Records from a point labeling set
-=-=-

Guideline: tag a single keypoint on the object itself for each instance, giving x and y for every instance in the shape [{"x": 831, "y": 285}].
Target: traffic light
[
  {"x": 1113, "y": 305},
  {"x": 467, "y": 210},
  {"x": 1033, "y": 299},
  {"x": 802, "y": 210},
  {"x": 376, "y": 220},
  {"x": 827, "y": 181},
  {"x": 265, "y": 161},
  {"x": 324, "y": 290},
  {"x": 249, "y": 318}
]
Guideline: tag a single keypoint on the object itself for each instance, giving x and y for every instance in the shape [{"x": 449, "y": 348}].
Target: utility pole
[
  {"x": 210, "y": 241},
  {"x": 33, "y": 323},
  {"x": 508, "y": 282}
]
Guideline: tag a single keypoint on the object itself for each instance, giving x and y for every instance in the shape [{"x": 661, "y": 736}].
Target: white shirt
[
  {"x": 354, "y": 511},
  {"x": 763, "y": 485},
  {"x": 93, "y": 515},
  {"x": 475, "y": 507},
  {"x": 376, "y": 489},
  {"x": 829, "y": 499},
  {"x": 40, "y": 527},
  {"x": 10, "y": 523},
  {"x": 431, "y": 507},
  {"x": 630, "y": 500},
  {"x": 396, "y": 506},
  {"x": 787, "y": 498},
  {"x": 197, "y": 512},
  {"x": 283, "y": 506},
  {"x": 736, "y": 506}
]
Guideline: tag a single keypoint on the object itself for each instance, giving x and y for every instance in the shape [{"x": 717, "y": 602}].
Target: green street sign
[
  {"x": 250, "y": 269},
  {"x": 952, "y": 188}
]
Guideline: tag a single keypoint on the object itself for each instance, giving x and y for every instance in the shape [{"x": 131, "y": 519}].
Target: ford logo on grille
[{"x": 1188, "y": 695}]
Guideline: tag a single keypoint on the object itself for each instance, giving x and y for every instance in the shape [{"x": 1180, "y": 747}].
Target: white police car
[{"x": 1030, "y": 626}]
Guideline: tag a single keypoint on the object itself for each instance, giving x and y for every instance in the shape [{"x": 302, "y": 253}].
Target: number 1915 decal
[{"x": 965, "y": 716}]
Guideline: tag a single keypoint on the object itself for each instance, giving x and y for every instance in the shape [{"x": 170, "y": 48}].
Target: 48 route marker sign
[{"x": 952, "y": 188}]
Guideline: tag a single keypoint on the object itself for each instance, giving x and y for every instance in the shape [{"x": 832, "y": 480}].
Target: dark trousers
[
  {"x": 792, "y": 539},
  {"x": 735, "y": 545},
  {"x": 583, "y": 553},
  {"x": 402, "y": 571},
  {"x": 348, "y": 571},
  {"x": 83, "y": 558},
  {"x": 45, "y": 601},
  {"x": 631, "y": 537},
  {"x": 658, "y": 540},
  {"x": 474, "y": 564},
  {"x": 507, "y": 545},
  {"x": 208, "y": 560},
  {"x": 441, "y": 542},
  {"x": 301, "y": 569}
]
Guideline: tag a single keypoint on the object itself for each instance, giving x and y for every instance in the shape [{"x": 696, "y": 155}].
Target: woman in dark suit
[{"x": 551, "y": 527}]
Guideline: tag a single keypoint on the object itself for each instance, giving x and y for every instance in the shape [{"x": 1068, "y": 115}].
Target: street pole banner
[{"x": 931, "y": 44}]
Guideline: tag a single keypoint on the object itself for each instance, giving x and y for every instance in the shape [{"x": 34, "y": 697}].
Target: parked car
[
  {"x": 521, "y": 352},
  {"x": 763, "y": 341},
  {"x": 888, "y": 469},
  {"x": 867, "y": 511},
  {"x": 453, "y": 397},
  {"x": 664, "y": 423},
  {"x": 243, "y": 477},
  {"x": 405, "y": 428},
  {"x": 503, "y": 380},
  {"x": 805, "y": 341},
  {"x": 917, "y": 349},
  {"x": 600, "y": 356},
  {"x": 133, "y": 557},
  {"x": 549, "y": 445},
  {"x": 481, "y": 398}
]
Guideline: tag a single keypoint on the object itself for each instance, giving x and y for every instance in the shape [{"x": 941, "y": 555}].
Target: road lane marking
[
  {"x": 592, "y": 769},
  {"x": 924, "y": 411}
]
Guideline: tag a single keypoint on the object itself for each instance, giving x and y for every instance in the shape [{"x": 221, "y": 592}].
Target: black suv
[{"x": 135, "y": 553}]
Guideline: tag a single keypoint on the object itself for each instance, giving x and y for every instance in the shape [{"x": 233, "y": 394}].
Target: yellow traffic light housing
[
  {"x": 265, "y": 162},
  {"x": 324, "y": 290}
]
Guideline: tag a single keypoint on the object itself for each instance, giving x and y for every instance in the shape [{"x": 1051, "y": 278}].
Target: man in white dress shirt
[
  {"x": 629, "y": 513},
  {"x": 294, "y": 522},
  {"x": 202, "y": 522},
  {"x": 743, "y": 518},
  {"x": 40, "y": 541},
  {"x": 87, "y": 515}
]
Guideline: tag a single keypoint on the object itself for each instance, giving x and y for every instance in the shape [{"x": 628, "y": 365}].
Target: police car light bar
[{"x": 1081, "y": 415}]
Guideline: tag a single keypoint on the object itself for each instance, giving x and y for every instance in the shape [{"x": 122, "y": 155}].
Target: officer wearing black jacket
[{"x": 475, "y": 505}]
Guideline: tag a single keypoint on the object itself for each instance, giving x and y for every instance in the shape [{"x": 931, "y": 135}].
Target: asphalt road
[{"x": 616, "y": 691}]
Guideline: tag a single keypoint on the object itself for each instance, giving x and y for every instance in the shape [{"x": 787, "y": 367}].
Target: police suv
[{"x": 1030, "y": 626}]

-=-=-

■ Directions
Return the listing above in its exact form.

■ The result
Guideline: tag a single keypoint on the object itself for each instance, giving x and y for every instance in the shape [{"x": 831, "y": 285}].
Target: traffic light
[
  {"x": 1113, "y": 305},
  {"x": 467, "y": 210},
  {"x": 1033, "y": 299},
  {"x": 802, "y": 210},
  {"x": 376, "y": 220},
  {"x": 827, "y": 181},
  {"x": 265, "y": 161},
  {"x": 324, "y": 290},
  {"x": 249, "y": 318}
]
Guideline: tag a single keypoint on the object itself for each instance, giving x and y for every instance in the shape [{"x": 449, "y": 348}].
Target: utility pole
[
  {"x": 210, "y": 241},
  {"x": 33, "y": 323},
  {"x": 508, "y": 282}
]
Guideline: tag a single keypoint on the object itself for each instance, giving x and y for every instance in the shape [{"x": 661, "y": 736}].
Target: white shirt
[
  {"x": 354, "y": 511},
  {"x": 763, "y": 485},
  {"x": 93, "y": 515},
  {"x": 475, "y": 507},
  {"x": 376, "y": 489},
  {"x": 829, "y": 499},
  {"x": 40, "y": 527},
  {"x": 10, "y": 523},
  {"x": 431, "y": 507},
  {"x": 630, "y": 500},
  {"x": 396, "y": 506},
  {"x": 787, "y": 498},
  {"x": 197, "y": 512},
  {"x": 283, "y": 506},
  {"x": 736, "y": 506}
]
Guideline: tag a single keypoint on the object itself for each instance, giving x and y for every instance in the shape [{"x": 717, "y": 602}].
Target: green street sign
[
  {"x": 250, "y": 269},
  {"x": 952, "y": 188}
]
Guideline: tag a single keypoint on the object itself for each instance, giving x and y for every instance in the shape [{"x": 131, "y": 519}].
Target: ford logo on grille
[{"x": 1188, "y": 695}]
Guideline: tag a single keypoint on the object itself for each instance, giving x and y for every instance in the shape [{"x": 1180, "y": 747}].
Target: white police car
[{"x": 1030, "y": 626}]
Guideline: tag a single keypoint on the object itself for each instance, giving x and y for every instance in the shape [{"x": 302, "y": 253}].
Target: number 1915 decal
[{"x": 965, "y": 716}]
Guideline: tag a single keypoint on the object itself for each instance, giving x and y for every instance in the shape [{"x": 170, "y": 48}].
Target: 48 route marker sign
[{"x": 952, "y": 188}]
Guideline: tag a single keypoint on the object itself for each instance, giving x and y for every instance in the shape [{"x": 832, "y": 480}].
Target: dark trousers
[
  {"x": 792, "y": 539},
  {"x": 735, "y": 545},
  {"x": 583, "y": 553},
  {"x": 402, "y": 571},
  {"x": 348, "y": 571},
  {"x": 83, "y": 558},
  {"x": 45, "y": 601},
  {"x": 631, "y": 537},
  {"x": 658, "y": 540},
  {"x": 474, "y": 564},
  {"x": 507, "y": 545},
  {"x": 208, "y": 560},
  {"x": 441, "y": 542},
  {"x": 301, "y": 569}
]
Guideline: tag a single keypoint on the object itself for each instance, giving x and y for every instance in the shape [{"x": 696, "y": 155}].
Target: woman in dark suit
[{"x": 551, "y": 527}]
Guideline: tag a single keypoint on the object itself for each instance, giving x and y for every instance in the shape [{"x": 1068, "y": 115}].
Target: street pole banner
[{"x": 931, "y": 44}]
Guideline: tag a single keypoint on the object itself for each instance, giving x and y for every instance in the shape [{"x": 34, "y": 697}].
Target: parked car
[
  {"x": 521, "y": 352},
  {"x": 763, "y": 341},
  {"x": 888, "y": 469},
  {"x": 867, "y": 511},
  {"x": 453, "y": 397},
  {"x": 664, "y": 423},
  {"x": 243, "y": 477},
  {"x": 405, "y": 428},
  {"x": 503, "y": 380},
  {"x": 805, "y": 341},
  {"x": 917, "y": 349},
  {"x": 600, "y": 356},
  {"x": 133, "y": 557},
  {"x": 549, "y": 445},
  {"x": 481, "y": 398}
]
Guideline: tag a single keypoint on the object itself for each instance, giving x and y for every instance in the shape [{"x": 941, "y": 555}].
Target: road lane marking
[
  {"x": 592, "y": 769},
  {"x": 924, "y": 411}
]
Guideline: tag a single keypoint on the object itself for each instance, giving x and y for every instance in the shape [{"x": 221, "y": 592}].
Target: black suv
[{"x": 135, "y": 553}]
Guideline: tag a single keypoint on the object itself for each instance, giving x and y for every instance in the shape [{"x": 233, "y": 394}].
Target: yellow traffic light housing
[
  {"x": 265, "y": 162},
  {"x": 324, "y": 290}
]
Guideline: tag a single keypoint on the object itself for each instance, giving x and y for every instance in the shape [{"x": 1051, "y": 278}].
Target: man in white dress shirt
[
  {"x": 629, "y": 513},
  {"x": 294, "y": 522},
  {"x": 202, "y": 522},
  {"x": 743, "y": 518},
  {"x": 40, "y": 541},
  {"x": 87, "y": 515}
]
Guideline: tag a single keypoint on the object itself for each instance, giving x and y for every instance in the shape [{"x": 628, "y": 365}].
Target: police car light bar
[{"x": 1081, "y": 415}]
Guideline: tag a single keypoint on the object itself for each instance, giving x and y for every instance in the shape [{"x": 122, "y": 155}].
Target: officer wearing black jacket
[{"x": 475, "y": 505}]
Guideline: tag a single keypoint on the object itself for each instance, giving x and y for every instance in the shape [{"x": 931, "y": 135}].
Target: asphalt road
[{"x": 616, "y": 691}]
Guideline: tag a single keypoint on the object itself for each instance, giving x and y for every instance in the shape [{"x": 787, "y": 367}].
Target: police suv
[{"x": 1030, "y": 626}]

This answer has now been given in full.